演習課題
**A)** 次の(i)〜(iii)がF1タイトル争いの文章と合うか、それぞれ「はい」か「いいえ」で答えよ。判断の決め手となる語句を文章からそのまま引用すること。
(i) ボッタスはメキシコGPを15位で終えた。
(ii) スプリント予選では上位5名に得点が与えられる。
(iii) サンパウロGPの結果で今季のタイトルが決まることがある。
**B)** F1タイトル争いの文章の「全22戦の2021年シーズン」から「差を2点以下に抑えれば良い。」までをすべて書き直すこと。その際、「スプリント予選」は「スプリントレース」に置き換える。
**C)** F1タイトル争いの文章の最後の文に続けて、その先を書き継げ。
═════ 本文抜粋
エルマノス・ロドリゲスでのF1第18戦メキシコGPを終えてバルテリ・ボッタス(メルセデス)のタイトル獲得の可能性は完全に消滅し、ドライバーチャンピオン争いはフェルスタッペンとルイス・ハミルトンの一騎打ちに絞られた。
全22戦の2021年シーズンもいよいよ佳境を迎える。インテルラゴスで行われる次戦サンパウロGPの結果で今季タイトルが決する事はないが、計算してみたところハミルトンの自力優勝の可能性が消滅するシナリオが存在する。
ハミルトンの自力優勝の望みを経つ条件
まずはポイント配分のおさらいだ。レースではトップ10フィニッシャーに対して上から順に「25-18-15-12-10-8-6-4-2-1」のポイントが付与される。更にその中でファステストラップを獲得した者には追加で1点のボーナスが与えられる。
そしてサンパウロGPで行われるスプリント予選では、上位3名に「3-2-1」の得点が加算される。
メキシコGPで15位ノーポイントに終わったボッタスの累積点は185点。残り4戦で獲得できる理論上の最大ポイントは(25 + 1)✕ 4 + 3 = 107点であるため、これを足し合わせても185 + 107 = 292点でポイントリーダーのフェルスタッペン(312.5点)には届かずタイトルの可能性はゼロだ。
フェルスタッペンがサンパウロでハミルトンの自力優勝の可能性を消滅させるためにはレースでの優勝に加えて、スプリント予選(SP)とファステストラップ・ポイント(FLP)の合計点においてハミルトンとの差を2点以下に抑えれば良い。
══════════
═════ データ項目
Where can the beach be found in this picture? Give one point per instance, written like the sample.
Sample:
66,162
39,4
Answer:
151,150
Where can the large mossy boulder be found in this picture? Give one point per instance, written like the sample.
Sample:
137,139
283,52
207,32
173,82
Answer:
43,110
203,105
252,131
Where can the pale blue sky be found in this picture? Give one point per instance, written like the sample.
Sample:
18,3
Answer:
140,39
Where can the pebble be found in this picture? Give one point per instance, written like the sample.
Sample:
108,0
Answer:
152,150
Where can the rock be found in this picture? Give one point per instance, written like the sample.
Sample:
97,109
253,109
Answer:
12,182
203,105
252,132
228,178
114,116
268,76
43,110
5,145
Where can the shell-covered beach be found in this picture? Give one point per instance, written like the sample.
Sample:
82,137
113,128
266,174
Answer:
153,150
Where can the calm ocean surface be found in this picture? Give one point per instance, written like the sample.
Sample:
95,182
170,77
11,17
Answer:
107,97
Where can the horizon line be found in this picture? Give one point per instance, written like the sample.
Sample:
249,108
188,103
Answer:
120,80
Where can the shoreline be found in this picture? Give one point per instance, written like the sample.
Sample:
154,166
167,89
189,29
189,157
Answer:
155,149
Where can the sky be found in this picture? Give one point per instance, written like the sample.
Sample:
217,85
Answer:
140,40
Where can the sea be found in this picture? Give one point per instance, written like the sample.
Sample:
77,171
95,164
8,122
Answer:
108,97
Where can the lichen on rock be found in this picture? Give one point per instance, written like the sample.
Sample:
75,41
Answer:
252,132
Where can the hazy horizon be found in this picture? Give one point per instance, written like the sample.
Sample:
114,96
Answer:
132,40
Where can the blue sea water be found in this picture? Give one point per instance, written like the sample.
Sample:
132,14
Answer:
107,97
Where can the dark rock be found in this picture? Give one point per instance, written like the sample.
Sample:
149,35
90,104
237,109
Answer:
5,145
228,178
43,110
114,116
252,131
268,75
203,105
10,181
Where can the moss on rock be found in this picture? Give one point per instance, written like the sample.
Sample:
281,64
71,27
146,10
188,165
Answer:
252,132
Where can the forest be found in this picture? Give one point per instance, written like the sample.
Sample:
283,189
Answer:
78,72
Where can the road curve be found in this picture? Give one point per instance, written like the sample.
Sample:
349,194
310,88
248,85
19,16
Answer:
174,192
══════════
解答
**A)**
(i) はい。「メキシコGPで15位ノーポイントに終わったボッタス」
(ii) いいえ。「上位3名に「3-2-1」の得点が加算される」
(iii) いいえ。「今季タイトルが決する事はない」

**B)**
全22戦の2021年シーズンもいよいよ佳境を迎える。インテルラゴスで行われる次戦サンパウロGPの結果で今季タイトルが決する事はないが、計算してみたところハミルトンの自力優勝の可能性が消滅するシナリオが存在する。
ハミルトンの自力優勝の望みを経つ条件
まずはポイント配分のおさらいだ。レースではトップ10フィニッシャーに対して上から順に「25-18-15-12-10-8-6-4-2-1」のポイントが付与される。更にその中でファステストラップを獲得した者には追加で1点のボーナスが与えられる。
そしてサンパウロGPで行われるスプリントレースでは、上位3名に「3-2-1」の得点が加算される。
メキシコGPで15位ノーポイントに終わったボッタスの累積点は185点。残り4戦で獲得できる理論上の最大ポイントは(25 + 1)✕ 4 + 3 = 107点であるため、これを足し合わせても185 + 107 = 292点でポイントリーダーのフェルスタッペン(312.5点)には届かずタイトルの可能性はゼロだ。
フェルスタッペンがサンパウロでハミルトンの自力優勝の可能性を消滅させるためにはレースでの優勝に加えて、スプリントレース(SP)とファステストラップ・ポイント(FLP)の合計点においてハミルトンとの差を2点以下に抑えれば良い。

**C)**
この条件を満たせば、例えハミルトンがサンパウロGPで2位となり、かつ残りのシーズン3戦で優勝+ファステストの満額26点を獲り続けたとしても、全戦2位でチェッカーを受ければフェルスタッペンの初タイトルが決する事となり、ハミルトンのF1史上最多となる8冠目の運命は残り3戦におけるフェルスタッペンの成績に左右される事になる。
なおサンパウロGPを終えてハミルトンに対するフェルスタッペンのリードが24点の場合でかつ、ハミルトンが最終3戦でフルポイント(26 ✕ 3)を達成してフェルスタッペンが2位を獲得し続けた場合、両者は最終的に391.5ポイントで並ぶ事になるが、この場合も優勝回数で9勝のハミルトンを上回るフェルスタッペン(10勝)がチャンピオンとなる。
ハミルトンの立場に立つと、サンパウロGPでフェルスタッペンに優勝を許してなお自力優勝の望みを繋ぐためには、SPとFLPの合計点で3点差以上をつけて2位フィニッシュすれば良いという事になる。
サンパウロを制すればフェルスタッペン安泰?
ではサンパウロを制すればフェルスタッペンは安泰なのだろうか? 否、ライバルはそうは考えていない。メルセデスはカタール、サウジアラビア、アブダビの最終3戦は自分達のマシンにアドバンテージがあると考えている。
もし仮にメルセデスW12が中東3戦で優勢を築いた場合、フェルスタッペンの2位フィニッシュは困難となり得る。車体に明らかな競争力の差があれば、ボッタスが2位表彰台に上がる可能性はぐっと高まる。
ハミルトンが優勝してフェルスタッペンが2位表彰台に上がれない場合、形勢は一気に逆転する事になる。ハミルトンの命運を握るはボッタスだ。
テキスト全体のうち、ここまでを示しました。